Supplied passage:
'''

24. Intelligence Memorandum Prepared in the Central Intelligence Agency1

RP M 78–10331

GREECE, TURKEY, AND THE WEST IN THE POST-EMBARGO PERIOD

Key Judgments

The US decision to lift the arms embargo against Turkey has disappointed the Greeks and pleased the Turks, but the embargo’s removal will neither irreparably damage the West’s relations with Greece nor produce a complete rapprochement with Turkey. And while it might in the long run help produce progress on the Aegean and Cyprus disputes, it is not by itself likely to lead to any dramatic breakthrough. The pace of negotiations in those disputes will be determined more by the protagonists’ weighing of political, strategic, and emotional factors against the advantages of compromise.

Despite the embargo’s removal, in fact, the West will continue to experience more strains in its relations with Turkey than with Greece. The Turks have greater economic needs than the Greeks, and the West may be unable or unwilling to fulfill them. Western interests on the issues of Greek reintegration in NATO and Greek entry in the EC are parallel to those of Athens and run at cross purposes with those of Ankara. Moreover, for reasons deriving from ideology, domestic politics, financial stringency, and its perception of Turkey’s strategic importance, the Ecevit government is more willing to drive a hard bargain on the question of defense cooperation with the West and to ex [Page 101] plore the possibility of closer relations with the Soviets. Western relations with Greece would worsen markedly only if Athens concluded that the West was hesitant in supporting Greece’s NATO and EC bids or indifferent in the face of Turkish military pressure on Greece.

The US decision to lift the arms embargo against Turkey removed an issue of great symbolic importance to both Greeks and Turks. For the Greeks, the embargo had been a measure of crucial US support against their stronger Turkish adversary. For the Turks, it had been yet another manifestation of the West’s view of them as second class members of the Western community. But removal of the embargo does not get to the core of the problem. As long as Greek-Turkish differences persist, their conflicting demands and expectations will cause problems in their relations with both NATO and the EC. Indeed, the West’s relations with Turkey may become more strained than those with Greece.

'''

Material shown:
'''

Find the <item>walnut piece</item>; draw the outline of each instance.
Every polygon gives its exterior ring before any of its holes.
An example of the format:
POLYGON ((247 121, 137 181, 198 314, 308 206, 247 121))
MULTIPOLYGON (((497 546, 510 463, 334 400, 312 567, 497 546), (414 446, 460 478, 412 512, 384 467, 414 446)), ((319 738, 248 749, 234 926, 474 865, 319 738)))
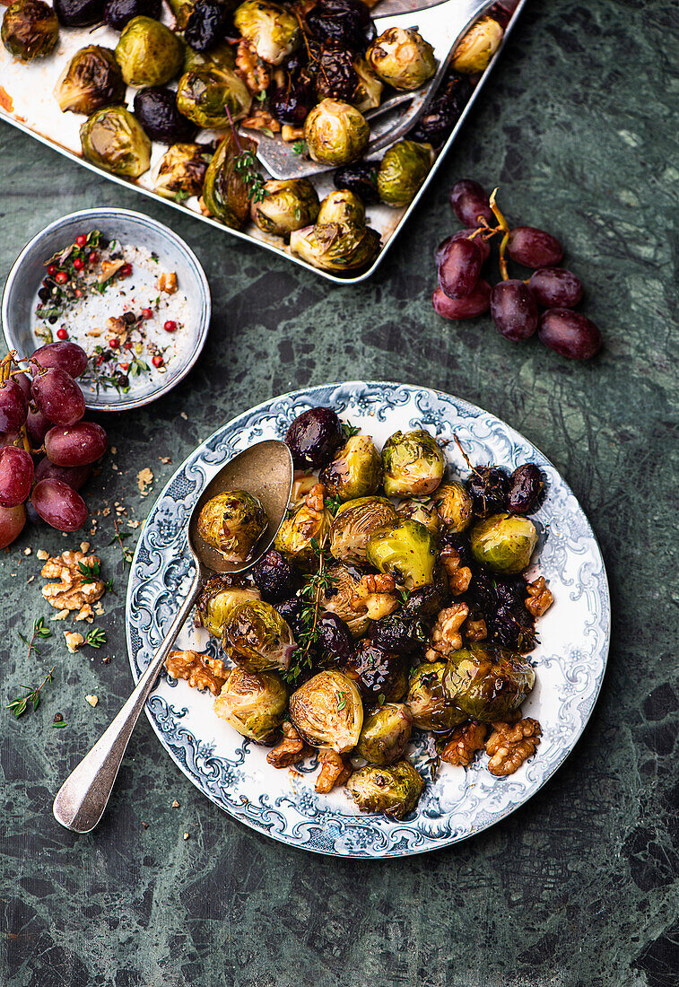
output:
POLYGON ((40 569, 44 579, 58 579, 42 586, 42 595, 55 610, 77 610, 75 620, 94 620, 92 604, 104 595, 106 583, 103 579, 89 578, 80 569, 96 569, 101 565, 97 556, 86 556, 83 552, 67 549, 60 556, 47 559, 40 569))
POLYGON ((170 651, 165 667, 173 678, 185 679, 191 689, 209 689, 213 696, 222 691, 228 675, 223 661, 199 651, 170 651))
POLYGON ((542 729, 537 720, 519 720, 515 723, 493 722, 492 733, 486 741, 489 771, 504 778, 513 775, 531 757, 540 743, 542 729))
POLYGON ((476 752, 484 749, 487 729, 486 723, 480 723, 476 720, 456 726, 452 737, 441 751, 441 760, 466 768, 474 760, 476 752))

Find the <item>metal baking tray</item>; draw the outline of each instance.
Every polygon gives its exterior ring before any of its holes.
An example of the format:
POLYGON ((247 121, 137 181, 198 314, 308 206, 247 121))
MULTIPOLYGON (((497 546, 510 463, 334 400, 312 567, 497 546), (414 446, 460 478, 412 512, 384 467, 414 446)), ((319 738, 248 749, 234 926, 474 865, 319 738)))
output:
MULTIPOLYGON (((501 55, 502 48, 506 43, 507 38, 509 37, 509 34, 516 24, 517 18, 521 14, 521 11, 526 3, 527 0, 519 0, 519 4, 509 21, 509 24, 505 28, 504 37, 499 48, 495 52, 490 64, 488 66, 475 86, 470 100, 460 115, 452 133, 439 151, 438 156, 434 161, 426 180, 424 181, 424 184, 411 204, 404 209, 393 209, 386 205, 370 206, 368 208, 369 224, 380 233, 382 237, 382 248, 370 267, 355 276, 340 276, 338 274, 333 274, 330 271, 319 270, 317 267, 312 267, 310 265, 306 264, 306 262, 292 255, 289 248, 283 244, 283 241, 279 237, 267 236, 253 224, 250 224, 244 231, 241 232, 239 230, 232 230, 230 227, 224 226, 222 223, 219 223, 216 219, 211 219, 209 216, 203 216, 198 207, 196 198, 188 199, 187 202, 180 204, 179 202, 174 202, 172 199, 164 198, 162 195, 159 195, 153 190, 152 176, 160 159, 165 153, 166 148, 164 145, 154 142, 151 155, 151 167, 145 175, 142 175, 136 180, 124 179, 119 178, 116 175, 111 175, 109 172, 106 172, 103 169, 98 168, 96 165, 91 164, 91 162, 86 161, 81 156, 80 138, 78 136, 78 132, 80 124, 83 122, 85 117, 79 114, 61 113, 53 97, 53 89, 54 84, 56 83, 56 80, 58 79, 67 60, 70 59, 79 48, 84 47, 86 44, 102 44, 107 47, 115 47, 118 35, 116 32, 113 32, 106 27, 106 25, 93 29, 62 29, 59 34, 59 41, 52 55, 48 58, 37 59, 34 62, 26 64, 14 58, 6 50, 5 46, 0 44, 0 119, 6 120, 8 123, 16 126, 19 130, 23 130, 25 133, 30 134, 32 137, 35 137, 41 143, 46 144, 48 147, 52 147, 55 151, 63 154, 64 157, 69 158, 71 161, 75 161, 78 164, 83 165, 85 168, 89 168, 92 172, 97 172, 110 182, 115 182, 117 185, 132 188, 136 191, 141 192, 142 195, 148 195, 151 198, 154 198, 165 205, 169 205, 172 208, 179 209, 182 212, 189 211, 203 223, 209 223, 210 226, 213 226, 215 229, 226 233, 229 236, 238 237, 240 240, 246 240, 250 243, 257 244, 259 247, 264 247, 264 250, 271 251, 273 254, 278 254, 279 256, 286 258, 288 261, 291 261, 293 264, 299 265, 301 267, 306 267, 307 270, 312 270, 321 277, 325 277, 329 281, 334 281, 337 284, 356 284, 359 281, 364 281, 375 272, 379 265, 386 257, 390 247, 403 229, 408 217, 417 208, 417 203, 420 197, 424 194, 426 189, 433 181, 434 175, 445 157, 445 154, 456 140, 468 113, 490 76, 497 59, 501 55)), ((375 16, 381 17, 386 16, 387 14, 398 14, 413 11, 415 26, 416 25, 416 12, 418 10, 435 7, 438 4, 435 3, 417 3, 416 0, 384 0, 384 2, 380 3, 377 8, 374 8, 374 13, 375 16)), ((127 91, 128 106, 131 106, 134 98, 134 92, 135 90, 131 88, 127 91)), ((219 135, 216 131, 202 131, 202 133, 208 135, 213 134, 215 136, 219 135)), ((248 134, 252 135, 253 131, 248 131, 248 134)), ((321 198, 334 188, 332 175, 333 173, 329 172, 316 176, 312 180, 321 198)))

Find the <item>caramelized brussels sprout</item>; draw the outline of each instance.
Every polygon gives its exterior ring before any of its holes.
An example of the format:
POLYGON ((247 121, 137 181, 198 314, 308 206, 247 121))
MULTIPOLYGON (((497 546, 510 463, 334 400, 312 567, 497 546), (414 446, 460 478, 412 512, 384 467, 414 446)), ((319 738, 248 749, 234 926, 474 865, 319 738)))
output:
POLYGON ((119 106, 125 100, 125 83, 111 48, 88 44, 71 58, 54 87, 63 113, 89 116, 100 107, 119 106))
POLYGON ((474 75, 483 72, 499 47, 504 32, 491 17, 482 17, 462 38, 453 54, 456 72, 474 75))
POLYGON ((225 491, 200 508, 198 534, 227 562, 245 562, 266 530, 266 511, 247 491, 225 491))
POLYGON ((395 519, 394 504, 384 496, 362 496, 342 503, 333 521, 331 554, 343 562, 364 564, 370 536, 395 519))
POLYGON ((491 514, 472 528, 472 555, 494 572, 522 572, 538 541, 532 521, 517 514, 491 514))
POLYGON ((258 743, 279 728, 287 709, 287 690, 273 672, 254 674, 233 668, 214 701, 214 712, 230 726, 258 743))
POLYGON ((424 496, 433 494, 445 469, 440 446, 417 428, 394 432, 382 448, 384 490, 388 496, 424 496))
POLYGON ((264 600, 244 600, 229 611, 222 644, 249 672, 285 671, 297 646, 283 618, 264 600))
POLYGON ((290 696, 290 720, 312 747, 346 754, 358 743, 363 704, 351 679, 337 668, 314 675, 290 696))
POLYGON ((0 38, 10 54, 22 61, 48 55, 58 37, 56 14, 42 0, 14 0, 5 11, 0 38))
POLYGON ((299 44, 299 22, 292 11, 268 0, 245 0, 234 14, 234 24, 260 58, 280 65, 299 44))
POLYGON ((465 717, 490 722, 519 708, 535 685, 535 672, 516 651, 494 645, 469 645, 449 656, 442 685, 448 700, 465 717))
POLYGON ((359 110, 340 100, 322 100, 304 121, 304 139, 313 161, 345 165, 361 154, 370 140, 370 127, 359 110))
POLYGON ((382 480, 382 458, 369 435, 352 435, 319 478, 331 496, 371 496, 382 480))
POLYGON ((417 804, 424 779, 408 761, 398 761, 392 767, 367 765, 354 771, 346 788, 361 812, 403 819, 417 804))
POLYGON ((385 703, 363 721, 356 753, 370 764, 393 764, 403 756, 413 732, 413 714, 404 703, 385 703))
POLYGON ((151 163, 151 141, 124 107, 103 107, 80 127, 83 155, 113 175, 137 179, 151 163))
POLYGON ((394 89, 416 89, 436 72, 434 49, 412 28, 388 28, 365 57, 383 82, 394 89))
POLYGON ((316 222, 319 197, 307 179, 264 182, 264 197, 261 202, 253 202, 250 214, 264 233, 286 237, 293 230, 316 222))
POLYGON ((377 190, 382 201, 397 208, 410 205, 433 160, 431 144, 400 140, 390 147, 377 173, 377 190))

'''

Task A:
In the CIA memorandum on Greece and Turkey, take the part that opens with the words "The US decision to lift the arms embargo against Turkey removed" and closes with "those with Greece.", and reproduce it with "second class" switched to "junior".
Task B:
Condense the paragraph of the CIA memorandum on Greece and Turkey that begins "Despite the embargo's removal" into a shorter version that keeps its main facts.
Task C:
Carry on the CIA memorandum on Greece and Turkey from the point where it stops.

Written answer A:
The US decision to lift the arms embargo against Turkey removed an issue of great symbolic importance to both Greeks and Turks. For the Greeks, the embargo had been a measure of crucial US support against their stronger Turkish adversary. For the Turks, it had been yet another manifestation of the West’s view of them as junior members of the Western community. But removal of the embargo does not get to the core of the problem. As long as Greek-Turkish differences persist, their conflicting demands and expectations will cause problems in their relations with both NATO and the EC. Indeed, the West’s relations with Turkey may become more strained than those with Greece.

Written answer B:
Even with the embargo lifted, the West's relations with Turkey will stay more strained than those with Greece, for three reasons. First, Turkey's economic needs are greater than Greece's, and the West may be unable or unwilling to meet them. Second, Western interests on Greek reintegration in NATO and Greek entry into the EC match those of Athens and conflict with those of Ankara. Third, because of ideology, domestic politics, financial stringency, and its view of Turkey's strategic importance, the Ecevit government is readier to bargain hard on defense cooperation with the West and to explore closer ties with the Soviets. Relations with Greece would worsen markedly only if Athens concluded that the West was hesitant in backing its NATO and EC bids or indifferent to Turkish military pressure.

Written answer C:
Rapproachement With Turkey Incomplete

Prior to the decision to lift the embargo, the Turks hinted that if Turkey’s defense and economic needs were not met by its allies, or if the allies tilted toward the Greeks, Turkish foreign policy might shift away from the West and closer toward the Communist and Third World states. Turkish Prime Minister Ecevit went part way in implementing this “new look” in Turkish foreign policy by courting the Soviet Union and making his “own contribution to detente.”

The West’s positive response last spring to Turkey’s grave economic crisis, together with the imminent lifting of the arms embargo, has loosened but not eliminated the Turks’ need and desire to reduce their ties to the West. Some elements of strain are likely to persist as Ecevit gropes to solve Turkey’s many domestic and foreign policy problems in a way that fits his own ideological framework, domestic political constraints, and a challenging international environment.

All indications are, for example, that Turkey will continue to have formidable defense and economic needs that the West may be unable or unwilling to underwrite, particularly if the Turks remain unwilling to live within their means. Ecevit, moreover, seems inclined to pursue his opening to Moscow, which has already resulted in the possibility of substantial economic benefits he may not wish to jeopardize. The government might also be tempted to look for foreign scapegoats in the West for the country’s economic plight and its domestic political violence. Tackling those problems may leave it little domestic political capital to deal with the quarrels with the Greeks that caused the rift with Turkey’s allies in the first place.

Greeks Cut Losses and Look to Future

For their part, the Greeks lobbied for the embargo and withdrew in 1974 from the military side of NATO, but they made it clear that they [Page 102] did not intend to leave the Western orbit. Prime Minister Karamanlis’ line was not that he would loosen Greece’s ties to the West if he did not get adequate support, but that the absence of such support would produce a leftist government that would loosen those ties. As proof of his intentions, Karamanlis could point to the continued unimpeded operation of US bases, Greece’s bid for EC membership, and his effort to return Greece to full participation in NATO—all in the face of the growing power of the leftist opposition headed by Andreas Papandreou.

The decision to lift the embargo has fostered disappointment with the Carter administration among Greeks, together with a sense of resignation arising out of the belief that geopolitical considerations made the “choice” of Turkey over Greece inevitable. The Greeks have taken some comfort from the qualifiers imposed by the US Congress, as well as from administration assurances that the military balance in the region would be maintained and that the US remains opposed to the use of force to settle differences.2 Nevertheless, doubts about the US administration’s commitment linger.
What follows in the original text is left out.